=== Text excerpt ===

# Cabernet Sauvignon Braised Short Ribs



## ibglowin (Jun 13, 2011)

Made this for dinner last night and had some friends over as well. Was rated 5 stars all the way. Horseradish Gremolata made the dish really stand out. We served it over a nice bed of smashed potatoes (with skins), then a couple of ribs, then sauce, then the Gremolata on top. Cooked it in a Dutch Oven for 3 hours till the meat was falling off the bone. 

Would definitely fix this one again in a heartbeat! 

Cabernet Sauvignon Braised Short Ribs


----------



## DaddysWhinery (Jun 13, 2011)

MY oh my this sounds good! Off to the store for ingredients...


----------



## closetwine (Jun 13, 2011)

Ok, so I wanna see a pic of the one YOU cooked! LOL!


----------



## ibglowin (Jun 13, 2011)

Sadly now, just a sweeeeeeeet memory!


----------



## Runningwolf (Jun 13, 2011)

CL I've seen some pictures of dishes Mike has made. He is certainly in a league of his own. Even if the dishes of food and table are staged for the camera (which I don't think it was), they look absolutely fantastic.

Myself, I am a meat and potatoes guy. So skip the vegetables and I'm in. I wonder if we could get Mike to make his dish one night and Julie with her pizza the next in the chat room.


----------



## grapeman (Jun 13, 2011)

He sent me a picture of the steak he had the other night - not the ribs, but wow, I gotta tell ya, it was a bit well-done. The waitress shouted char one and the cook did!

Just bustin your chops - oh jeeze, there I go again with the bad puns.

That looks great and I an jealous of your abilities to cook great food. Drooooollllllll


----------



## Runningwolf (Jun 13, 2011)

Med rare for me. Has to be red on the inside!


----------



## Flem (Jun 13, 2011)

Looks perfect.


----------



## ibglowin (Jun 13, 2011)

Oooooooooh......... Helllllllllooooooo!

What time is dinner!


----------



## Runningwolf (Jun 13, 2011)

Ahh that will be tomorrow night. Friends are having us over for fillet. Yummy!


----------



## DaddysWhinery (Jun 18, 2011)

Isn't that a Strip steak pictured? The cabernet ribs were outstanding and the braising liquid became an excellent steak soup the next day!


----------



## tonyt (Jun 18, 2011)

Ribs sounded great. Sounds like a similar recipe that I use for Osso Bocca, sept I use veal shank. ribs would be a much more affordable alternative, and a must try.


----------



## ibglowin (Jun 18, 2011)

Looks like a short rib to me! The left over sauce goes great over the left over smashed potatoes. No meat required!

This is probably meant to be more of a Winter dish but I couldn't wait till Winter to try it out!


----------

=== Dataset content ===

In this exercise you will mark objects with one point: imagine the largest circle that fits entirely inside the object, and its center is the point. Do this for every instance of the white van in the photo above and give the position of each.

===

### Problems to solve
a – Summarize the short ribs thread in two sentences.
b – Answer these questions from the short ribs thread.
(i) How long were the ribs cooked in the Dutch oven?
(ii) What meat does tonyt use in his Osso Bocca recipe?
(iii) What are Runningwolf's friends serving when they have him over?
c – Repeat the passage from the short ribs thread from "## DaddysWhinery (Jun 18, 2011)" to "tonyt (Jun 18, 2011)".
The lines above are not used here.

### Responses to the exercise
a – A member cooked Cabernet Sauvignon braised short ribs in a Dutch oven for three hours and served them over smashed potatoes with sauce and a horseradish gremolata, earning a five-star rating from dinner guests. Other members responded with enthusiasm, and one later reported that the ribs were outstanding and that the braising liquid made an excellent steak soup the next day.

b –
(i) Three hours.
(ii) Veal shank.
(iii) Fillet.

c –
## DaddysWhinery (Jun 18, 2011)

Isn't that a Strip steak pictured? The cabernet ribs were outstanding and the braising liquid became an excellent steak soup the next day!


----------



## tonyt (Jun 18, 2011)